#### TASK TO CARRY OUT:
Rewrite the part of the forum post below between "View Single Post" and "year's case book.", inclusive, putting "message" in place of "email".

#### SOURCE EXCERPT:
= = = = = = =
View Single Post
  #12 (permalink)  
Old Tue Apr 24, 2012, 11:29am
Adam's Avatar
Adam Adam is offline
Keeper of the HAMMER
 
Join Date: Jan 2003
Location: MST
Posts: 27,190
Quote:
Originally Posted by Scrapper1 View Post
If I may be so bold, here's the conclusion for NCAA-M games. This email came directly from Art Hyland and the ruling will be included in next year's case book.


For NFHS, I would have said that I also had a definitive ruling, but in looking at the PENALTY section of 9-2, I'm not so sure.

NFHS 9-2-2 says that "The ball shall be passed by the thrower directly into the court from out-of-bounds so it touches or is touched by another player (inbounds or out of bounds) on the court before going out of bounds untouched."
= = = = = = =
#### DATA PROVIDED:
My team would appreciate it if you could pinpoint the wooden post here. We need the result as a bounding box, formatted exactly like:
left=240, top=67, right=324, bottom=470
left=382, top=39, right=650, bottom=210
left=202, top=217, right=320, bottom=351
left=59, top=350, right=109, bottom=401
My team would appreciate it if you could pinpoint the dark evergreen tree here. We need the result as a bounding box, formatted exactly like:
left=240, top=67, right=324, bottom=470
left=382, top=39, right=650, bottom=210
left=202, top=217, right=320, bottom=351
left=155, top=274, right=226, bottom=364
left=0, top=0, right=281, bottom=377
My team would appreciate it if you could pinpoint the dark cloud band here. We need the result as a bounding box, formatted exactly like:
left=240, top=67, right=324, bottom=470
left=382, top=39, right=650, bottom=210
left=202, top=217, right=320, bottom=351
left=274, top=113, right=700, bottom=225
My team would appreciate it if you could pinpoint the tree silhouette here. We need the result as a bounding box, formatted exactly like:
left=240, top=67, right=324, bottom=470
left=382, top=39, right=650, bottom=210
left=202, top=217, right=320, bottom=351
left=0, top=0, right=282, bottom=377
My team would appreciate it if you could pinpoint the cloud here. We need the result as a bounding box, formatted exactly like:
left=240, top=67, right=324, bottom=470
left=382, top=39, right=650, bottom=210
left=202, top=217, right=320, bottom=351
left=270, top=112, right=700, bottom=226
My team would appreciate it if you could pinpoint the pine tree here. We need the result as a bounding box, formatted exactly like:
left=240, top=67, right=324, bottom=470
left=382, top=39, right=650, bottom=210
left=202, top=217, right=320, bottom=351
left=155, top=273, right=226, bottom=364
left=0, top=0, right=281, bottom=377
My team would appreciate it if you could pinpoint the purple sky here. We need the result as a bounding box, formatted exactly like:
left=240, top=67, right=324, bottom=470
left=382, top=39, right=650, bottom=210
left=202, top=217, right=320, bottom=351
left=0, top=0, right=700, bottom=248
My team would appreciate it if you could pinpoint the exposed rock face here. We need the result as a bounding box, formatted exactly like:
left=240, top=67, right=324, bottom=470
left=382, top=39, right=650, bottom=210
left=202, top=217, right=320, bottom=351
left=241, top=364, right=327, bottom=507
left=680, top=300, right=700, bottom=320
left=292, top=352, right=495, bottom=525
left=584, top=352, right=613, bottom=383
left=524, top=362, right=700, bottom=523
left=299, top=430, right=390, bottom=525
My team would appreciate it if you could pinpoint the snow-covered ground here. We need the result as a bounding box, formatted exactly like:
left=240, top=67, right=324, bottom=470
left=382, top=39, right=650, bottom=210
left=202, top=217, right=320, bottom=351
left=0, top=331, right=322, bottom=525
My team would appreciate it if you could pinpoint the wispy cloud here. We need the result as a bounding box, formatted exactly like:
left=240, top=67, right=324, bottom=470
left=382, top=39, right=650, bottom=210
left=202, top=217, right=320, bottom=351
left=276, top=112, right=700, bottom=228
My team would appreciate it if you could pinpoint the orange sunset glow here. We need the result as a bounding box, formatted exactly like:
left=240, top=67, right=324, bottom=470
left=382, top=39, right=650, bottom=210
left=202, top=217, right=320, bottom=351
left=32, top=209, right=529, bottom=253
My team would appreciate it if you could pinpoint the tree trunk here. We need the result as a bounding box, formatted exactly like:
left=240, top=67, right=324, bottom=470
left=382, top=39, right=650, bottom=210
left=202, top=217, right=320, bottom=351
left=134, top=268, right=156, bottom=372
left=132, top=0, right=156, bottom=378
= = = = = = =
#### RESULT OF THE TASK:
View Single Post
  #12 (permalink)  
Old Tue Apr 24, 2012, 11:29am
Adam's Avatar
Adam Adam is offline
Keeper of the HAMMER
 
Join Date: Jan 2003
Location: MST
Posts: 27,190
Quote:
Originally Posted by Scrapper1 View Post
If I may be so bold, here's the conclusion for NCAA-M games. This message came directly from Art Hyland and the ruling will be included in next year's case book.